# 読む文章
CE規格は、プロテクターの性能を、体に伝わる衝撃が何kN(キロ・ニュートン、ニュートンの千倍)になるかで決めています。
kN で言われても安全性がよくわからないので、調べてみました。
プロテクター無しだと即死するレベルの衝撃を受けた場合
- バックックプロテクターLevel-1 で衝撃が緩和されて、18kNの衝撃を受けると、重症になる確率が70%、中傷になる確率は100%
- バックックプロテクターLevel-2 で衝撃が緩和されて、 9kNの衝撃を受けると、重傷になる確率は10%、中傷になる確率が20%
という結論になりました。
怪我の分類
怪我のレベルの分類には、アメリカ医師会が作成した外傷の種類と解剖学的重症度の指標AIS (Abbreviated Injury Scale) があります。
AISは、交通外傷患者の解剖学的重症度評価指標として作成された指標ですが、災害現場で被災者の重症度と治療の緊急度の判断(トリアージ)に使われることもあるため、比較的有名な指標です。

# 与えられた項目
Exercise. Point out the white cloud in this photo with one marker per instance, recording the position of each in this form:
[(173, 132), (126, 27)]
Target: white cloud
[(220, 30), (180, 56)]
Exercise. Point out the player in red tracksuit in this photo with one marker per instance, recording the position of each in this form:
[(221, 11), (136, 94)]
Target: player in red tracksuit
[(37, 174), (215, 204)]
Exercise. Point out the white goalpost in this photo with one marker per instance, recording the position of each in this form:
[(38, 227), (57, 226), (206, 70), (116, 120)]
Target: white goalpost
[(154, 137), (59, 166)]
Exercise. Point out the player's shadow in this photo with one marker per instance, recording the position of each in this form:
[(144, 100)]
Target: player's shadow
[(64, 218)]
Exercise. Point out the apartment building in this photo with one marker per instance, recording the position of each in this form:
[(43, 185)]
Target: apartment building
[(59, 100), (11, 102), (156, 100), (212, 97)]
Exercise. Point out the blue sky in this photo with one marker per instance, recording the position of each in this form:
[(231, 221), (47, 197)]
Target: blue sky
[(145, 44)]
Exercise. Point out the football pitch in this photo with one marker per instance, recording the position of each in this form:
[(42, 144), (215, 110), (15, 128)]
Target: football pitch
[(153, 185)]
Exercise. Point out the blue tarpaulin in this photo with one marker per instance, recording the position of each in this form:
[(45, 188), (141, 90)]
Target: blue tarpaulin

# 課題の内容
プロテクターの安全性についての文章を読んで、次の問いに答えてください。
1. kNは、ニュートンの何倍ですか。
2. AISを作成したのはどこですか。
3. AISは、もともと何の指標として作られましたか。

# この課題の答え
1. 千倍
2. アメリカ医師会
3. 交通外傷患者の解剖学的重症度評価指標